What the exercise asks
Select each row below that contains the string "query", and copy those rows.

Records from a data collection
..............................

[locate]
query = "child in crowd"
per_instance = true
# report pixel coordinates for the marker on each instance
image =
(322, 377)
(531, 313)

..............................

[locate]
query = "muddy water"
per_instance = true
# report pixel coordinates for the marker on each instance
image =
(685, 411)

..............................

Response to the exercise
query = "child in crowd"
query = "muddy water"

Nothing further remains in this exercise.